WRITTEN PROBLEM: Turn the items below into a two-column CSV with the header instruction,response and one row per item, placing each item's text and its answer in quoted fields with line breaks replaced by spaces. Cover every item and leave out the pictures.

RECORDS:
+--

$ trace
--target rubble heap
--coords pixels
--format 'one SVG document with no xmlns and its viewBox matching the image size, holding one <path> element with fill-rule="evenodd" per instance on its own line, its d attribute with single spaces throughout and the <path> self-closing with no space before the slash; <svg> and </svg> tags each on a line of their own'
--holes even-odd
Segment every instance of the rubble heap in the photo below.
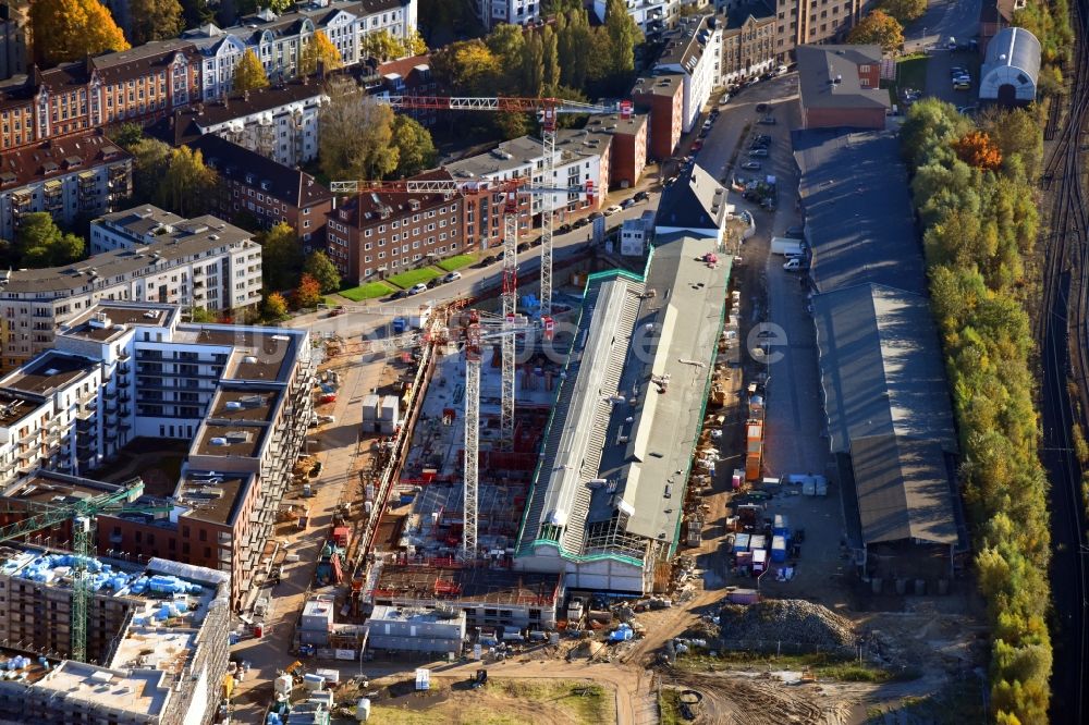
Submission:
<svg viewBox="0 0 1089 725">
<path fill-rule="evenodd" d="M 719 614 L 719 630 L 725 640 L 783 641 L 827 650 L 855 643 L 848 620 L 802 599 L 766 600 L 748 606 L 726 604 Z"/>
</svg>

+--

OUTPUT FOR THIS TASK:
instruction,response
"$ trace --target rubble heap --coords pixels --format 'one SVG document with no xmlns and its viewBox matching the image size, holding one <path> element with fill-rule=""evenodd"" per instance on its own line, its d attribute with single spaces throughout and the <path> self-closing with no space before the slash; <svg> and </svg> tags each on a line of their own' --holes even-odd Segment every instance of the rubble heap in the photo below. Submission:","<svg viewBox=""0 0 1089 725""> <path fill-rule=""evenodd"" d=""M 719 614 L 719 630 L 725 640 L 783 641 L 827 650 L 855 643 L 848 620 L 802 599 L 766 600 L 748 606 L 726 604 Z""/> </svg>"